* **Objetivo do exercício**: Reproduza sem alterações, por favor, a parte do trecho sobre o conselho do pai que começa em "Ficamos um bom" e termina em "que não é...".

* **Trecho do texto**:
= = =
Ficamos um bom tempo em silêncio. Meu coração ainda estava cheio de mágoa, raiva e um sentimento de traição me preenchia. Meu pai afagou minha cabeça e continuou.
- Não deixe que a raiva, a ira, o ciúme, a vingança tomem conta de seu coração. Se fizer isso não conseguirá amar ninguém nem será amado de verdade. Não queira que ninguém aja sempre do modo como você espera. Amar não é isso. Não queira tomar conta da vida, dos atos, dos gestos, das palavras das pessoas que você ama. Deixe que elas doem o que quiserem e tiverem para doar. Mas, se você desejar que uma pessoa ame exclusivamente a você, com certeza vai sofrer muito e nunca, nunca, será amado plenamente por ninguém.
- O senhor está falando como se fosse fácil. Sabe que não é...
= = =
* **Dados de origem**:
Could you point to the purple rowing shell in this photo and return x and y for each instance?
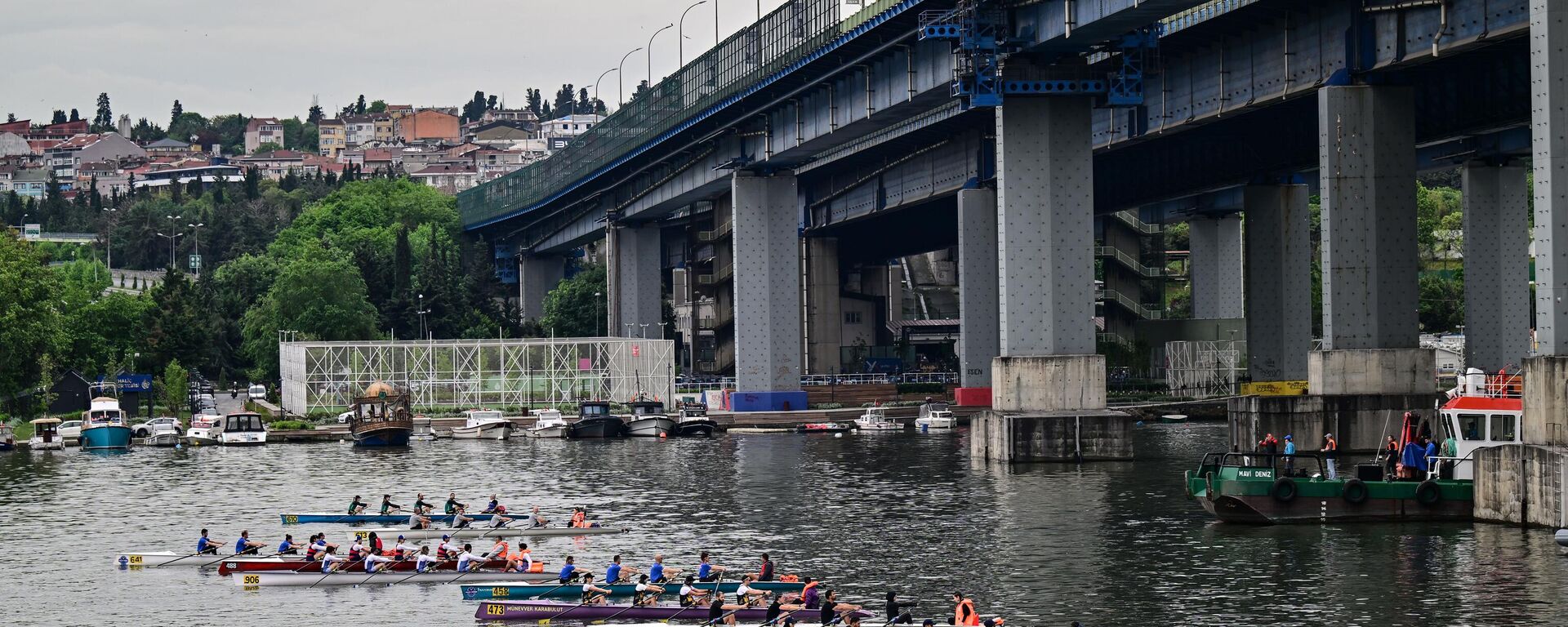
= = =
* **Resposta**:
Ficamos um bom tempo em silêncio. Meu coração ainda estava cheio de mágoa, raiva e um sentimento de traição me preenchia. Meu pai afagou minha cabeça e continuou.
- Não deixe que a raiva, a ira, o ciúme, a vingança tomem conta de seu coração. Se fizer isso não conseguirá amar ninguém nem será amado de verdade. Não queira que ninguém aja sempre do modo como você espera. Amar não é isso. Não queira tomar conta da vida, dos atos, dos gestos, das palavras das pessoas que você ama. Deixe que elas doem o que quiserem e tiverem para doar. Mas, se você desejar que uma pessoa ame exclusivamente a você, com certeza vai sofrer muito e nunca, nunca, será amado plenamente por ninguém.
- O senhor está falando como se fosse fácil. Sabe que não é...